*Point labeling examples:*
[Begin]
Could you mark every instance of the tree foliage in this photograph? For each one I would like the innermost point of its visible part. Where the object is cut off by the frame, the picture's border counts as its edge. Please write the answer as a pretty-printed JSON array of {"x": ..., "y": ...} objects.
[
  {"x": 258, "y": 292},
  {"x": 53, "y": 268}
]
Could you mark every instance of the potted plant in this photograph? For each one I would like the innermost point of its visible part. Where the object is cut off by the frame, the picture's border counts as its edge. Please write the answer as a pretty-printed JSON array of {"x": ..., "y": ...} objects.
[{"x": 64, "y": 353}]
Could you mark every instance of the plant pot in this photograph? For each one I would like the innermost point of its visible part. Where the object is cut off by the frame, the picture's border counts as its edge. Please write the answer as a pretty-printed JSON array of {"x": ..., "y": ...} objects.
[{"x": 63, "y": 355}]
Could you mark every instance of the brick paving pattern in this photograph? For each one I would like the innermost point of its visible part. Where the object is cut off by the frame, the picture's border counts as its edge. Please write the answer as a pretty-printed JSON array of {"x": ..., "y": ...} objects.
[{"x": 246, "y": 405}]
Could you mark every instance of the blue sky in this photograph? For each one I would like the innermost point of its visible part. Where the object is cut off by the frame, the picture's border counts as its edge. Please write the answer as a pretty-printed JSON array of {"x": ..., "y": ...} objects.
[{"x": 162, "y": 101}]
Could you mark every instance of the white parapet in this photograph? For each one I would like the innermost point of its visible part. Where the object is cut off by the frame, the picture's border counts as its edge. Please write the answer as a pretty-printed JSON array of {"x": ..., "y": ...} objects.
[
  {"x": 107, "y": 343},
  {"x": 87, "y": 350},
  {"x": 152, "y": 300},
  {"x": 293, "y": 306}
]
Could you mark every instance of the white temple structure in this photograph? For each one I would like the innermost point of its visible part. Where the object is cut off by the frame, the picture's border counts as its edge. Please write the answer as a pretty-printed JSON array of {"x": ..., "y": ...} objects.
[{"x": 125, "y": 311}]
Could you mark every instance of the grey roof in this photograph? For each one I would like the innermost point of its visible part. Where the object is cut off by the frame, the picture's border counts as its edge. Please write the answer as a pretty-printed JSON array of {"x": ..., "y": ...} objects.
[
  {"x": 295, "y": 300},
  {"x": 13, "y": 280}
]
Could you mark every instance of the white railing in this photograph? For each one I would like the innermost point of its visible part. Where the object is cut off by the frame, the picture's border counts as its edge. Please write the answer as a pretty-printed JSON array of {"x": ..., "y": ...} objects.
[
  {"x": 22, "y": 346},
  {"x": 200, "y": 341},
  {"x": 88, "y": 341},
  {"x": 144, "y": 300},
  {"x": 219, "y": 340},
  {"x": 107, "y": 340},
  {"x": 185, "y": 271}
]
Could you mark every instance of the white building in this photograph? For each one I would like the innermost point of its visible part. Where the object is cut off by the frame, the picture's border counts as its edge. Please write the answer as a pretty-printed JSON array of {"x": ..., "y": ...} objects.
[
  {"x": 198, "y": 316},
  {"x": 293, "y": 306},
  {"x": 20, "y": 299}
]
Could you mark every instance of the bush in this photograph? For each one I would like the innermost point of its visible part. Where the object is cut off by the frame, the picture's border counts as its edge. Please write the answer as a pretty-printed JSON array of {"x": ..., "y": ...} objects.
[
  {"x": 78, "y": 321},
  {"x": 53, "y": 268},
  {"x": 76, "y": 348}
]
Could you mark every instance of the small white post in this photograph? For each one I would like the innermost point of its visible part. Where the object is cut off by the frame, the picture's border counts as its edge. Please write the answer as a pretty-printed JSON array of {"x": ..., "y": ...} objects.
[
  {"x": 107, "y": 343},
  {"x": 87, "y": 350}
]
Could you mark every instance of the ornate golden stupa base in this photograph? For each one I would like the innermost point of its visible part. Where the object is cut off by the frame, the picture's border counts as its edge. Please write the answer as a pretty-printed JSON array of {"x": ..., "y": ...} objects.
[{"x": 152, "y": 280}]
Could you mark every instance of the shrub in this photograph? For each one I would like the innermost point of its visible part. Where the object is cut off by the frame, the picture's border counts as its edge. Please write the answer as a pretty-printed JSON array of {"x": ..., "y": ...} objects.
[End]
*WORK REQUIRED:*
Reproduce only the lines running from the one with "Could you mark every instance of the small" through the final line of the listing above, both ends included.

*ANSWER TO THIS PROBLEM:*
Could you mark every instance of the small white post in this photograph? For each one I would like the innermost point of its visible part. Where the object is cut off by the frame, the picture's border counts as its edge. Please write the answer as a pretty-printed JSON array of {"x": ..., "y": ...} objects.
[
  {"x": 107, "y": 343},
  {"x": 87, "y": 350}
]
Could you mark every instance of the ornate golden stupa base in this photograph? For each one I would like the innermost point of its visible part. Where the object is cut off by the frame, the picture's border counts as its edge. Please write the answer as a pretty-printed JSON array of {"x": ..., "y": ...} objects.
[{"x": 152, "y": 280}]
Could you mark every instance of the shrub in this photograph? For each one I would like the innermost point of its visible part. Where the object is cut off by the frame, the picture's border counts as its edge. Please write the answer as a pretty-printed JSON array of {"x": ..., "y": ...} objects.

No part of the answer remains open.